--- Records to process Enclosed Below ---

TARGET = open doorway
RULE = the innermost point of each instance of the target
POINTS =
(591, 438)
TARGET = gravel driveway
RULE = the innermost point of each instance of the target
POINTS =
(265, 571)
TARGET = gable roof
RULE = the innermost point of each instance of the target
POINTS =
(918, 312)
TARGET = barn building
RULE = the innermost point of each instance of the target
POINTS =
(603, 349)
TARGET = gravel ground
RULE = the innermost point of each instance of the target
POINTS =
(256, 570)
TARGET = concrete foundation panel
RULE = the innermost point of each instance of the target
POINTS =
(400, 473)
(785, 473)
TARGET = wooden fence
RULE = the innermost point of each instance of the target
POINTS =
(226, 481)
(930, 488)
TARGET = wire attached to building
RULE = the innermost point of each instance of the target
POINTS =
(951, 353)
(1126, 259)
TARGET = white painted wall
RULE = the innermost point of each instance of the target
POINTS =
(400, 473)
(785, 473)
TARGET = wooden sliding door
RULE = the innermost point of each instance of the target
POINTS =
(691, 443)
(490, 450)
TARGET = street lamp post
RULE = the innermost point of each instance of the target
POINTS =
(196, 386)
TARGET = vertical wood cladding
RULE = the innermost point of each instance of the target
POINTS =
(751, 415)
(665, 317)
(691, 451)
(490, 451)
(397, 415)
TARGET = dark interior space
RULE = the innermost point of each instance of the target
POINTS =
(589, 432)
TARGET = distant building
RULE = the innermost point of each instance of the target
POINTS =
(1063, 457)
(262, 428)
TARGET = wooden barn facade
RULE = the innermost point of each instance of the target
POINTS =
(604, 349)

--- End of Enclosed Records to process ---
--- Records to process Enclosed Below ---

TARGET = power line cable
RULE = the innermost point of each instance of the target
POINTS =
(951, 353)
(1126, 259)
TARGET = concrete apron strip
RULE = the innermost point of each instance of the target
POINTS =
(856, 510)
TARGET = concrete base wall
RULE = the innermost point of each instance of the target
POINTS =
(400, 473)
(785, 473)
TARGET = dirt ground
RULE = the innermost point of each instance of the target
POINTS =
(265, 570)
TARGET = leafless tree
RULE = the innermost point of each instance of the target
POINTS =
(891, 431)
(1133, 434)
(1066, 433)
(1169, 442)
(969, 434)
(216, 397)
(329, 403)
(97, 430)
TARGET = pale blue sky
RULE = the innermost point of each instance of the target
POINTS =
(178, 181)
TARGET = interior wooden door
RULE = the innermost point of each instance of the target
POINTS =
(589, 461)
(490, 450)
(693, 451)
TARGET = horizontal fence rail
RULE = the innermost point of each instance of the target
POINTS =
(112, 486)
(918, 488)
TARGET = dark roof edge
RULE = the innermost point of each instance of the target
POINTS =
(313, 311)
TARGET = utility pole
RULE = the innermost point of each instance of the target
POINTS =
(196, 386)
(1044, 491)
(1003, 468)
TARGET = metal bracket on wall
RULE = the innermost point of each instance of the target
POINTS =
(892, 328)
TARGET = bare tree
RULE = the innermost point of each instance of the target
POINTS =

--- End of Enclosed Records to process ---
--- Records to process Enclosed Below ---

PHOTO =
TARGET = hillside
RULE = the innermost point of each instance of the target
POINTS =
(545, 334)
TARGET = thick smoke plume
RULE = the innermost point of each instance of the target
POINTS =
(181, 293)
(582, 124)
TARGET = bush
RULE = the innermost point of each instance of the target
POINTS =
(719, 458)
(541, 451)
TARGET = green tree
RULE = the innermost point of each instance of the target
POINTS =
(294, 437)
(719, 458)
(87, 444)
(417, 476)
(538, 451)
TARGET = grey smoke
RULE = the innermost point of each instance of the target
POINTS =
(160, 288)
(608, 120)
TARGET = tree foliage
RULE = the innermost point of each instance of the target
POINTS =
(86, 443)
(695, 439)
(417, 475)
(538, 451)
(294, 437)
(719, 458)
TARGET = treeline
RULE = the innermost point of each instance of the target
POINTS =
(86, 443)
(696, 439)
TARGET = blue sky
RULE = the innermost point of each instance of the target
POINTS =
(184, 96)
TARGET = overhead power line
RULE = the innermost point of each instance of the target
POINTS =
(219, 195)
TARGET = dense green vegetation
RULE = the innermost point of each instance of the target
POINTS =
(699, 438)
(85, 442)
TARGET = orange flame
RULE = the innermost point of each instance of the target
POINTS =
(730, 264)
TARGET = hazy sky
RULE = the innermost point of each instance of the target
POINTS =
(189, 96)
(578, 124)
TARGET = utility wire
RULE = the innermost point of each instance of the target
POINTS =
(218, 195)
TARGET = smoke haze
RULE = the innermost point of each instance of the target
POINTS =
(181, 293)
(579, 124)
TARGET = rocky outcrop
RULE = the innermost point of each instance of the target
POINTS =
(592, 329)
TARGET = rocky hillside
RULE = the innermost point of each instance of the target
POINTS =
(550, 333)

--- End of Enclosed Records to process ---

[The problem] Among the lines above, please count those that contain the string "wooden" and write the number by itself.

[Written response] 4